======== Record extracts ========
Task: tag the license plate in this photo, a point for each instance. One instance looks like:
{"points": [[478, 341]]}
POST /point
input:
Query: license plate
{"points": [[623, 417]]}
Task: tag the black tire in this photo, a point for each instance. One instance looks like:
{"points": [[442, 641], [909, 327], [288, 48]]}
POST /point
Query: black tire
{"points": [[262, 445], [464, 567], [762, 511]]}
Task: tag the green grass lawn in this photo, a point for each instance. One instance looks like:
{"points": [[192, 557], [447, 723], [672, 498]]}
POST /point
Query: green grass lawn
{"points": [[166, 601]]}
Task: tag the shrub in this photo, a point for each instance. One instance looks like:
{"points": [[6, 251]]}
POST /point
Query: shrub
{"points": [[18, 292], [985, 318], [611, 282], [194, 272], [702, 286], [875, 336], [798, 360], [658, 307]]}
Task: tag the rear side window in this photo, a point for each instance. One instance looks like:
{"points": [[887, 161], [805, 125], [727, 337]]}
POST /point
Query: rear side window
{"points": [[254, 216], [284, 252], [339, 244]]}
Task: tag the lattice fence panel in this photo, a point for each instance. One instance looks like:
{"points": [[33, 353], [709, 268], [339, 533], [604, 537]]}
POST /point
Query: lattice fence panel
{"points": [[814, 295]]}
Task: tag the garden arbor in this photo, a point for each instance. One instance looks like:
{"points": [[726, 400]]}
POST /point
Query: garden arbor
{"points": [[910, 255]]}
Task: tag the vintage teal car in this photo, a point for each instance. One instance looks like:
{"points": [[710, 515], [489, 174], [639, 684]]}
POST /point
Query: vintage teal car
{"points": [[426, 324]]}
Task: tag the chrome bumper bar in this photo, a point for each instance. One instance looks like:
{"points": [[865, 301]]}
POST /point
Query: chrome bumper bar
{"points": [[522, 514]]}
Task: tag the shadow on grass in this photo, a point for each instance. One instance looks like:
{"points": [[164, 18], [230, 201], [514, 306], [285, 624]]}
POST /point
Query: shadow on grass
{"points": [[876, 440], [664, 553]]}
========
▶ Activity:
After locating the line that contains "Task: tag the green", please copy exactly every line from the start of the records through it, and nothing else.

▶ Answer space:
Task: tag the license plate in this photo, a point for each instance. One instance looks like:
{"points": [[478, 341]]}
POST /point
input:
Query: license plate
{"points": [[623, 417]]}
Task: tag the black tire in this photo, a point for each instance. One instance looks like:
{"points": [[442, 641], [909, 327], [288, 48]]}
POST /point
Query: black tire
{"points": [[262, 445], [464, 567], [762, 511]]}
Task: tag the green grass lawn in this photo, a point for each instance. One instance looks like:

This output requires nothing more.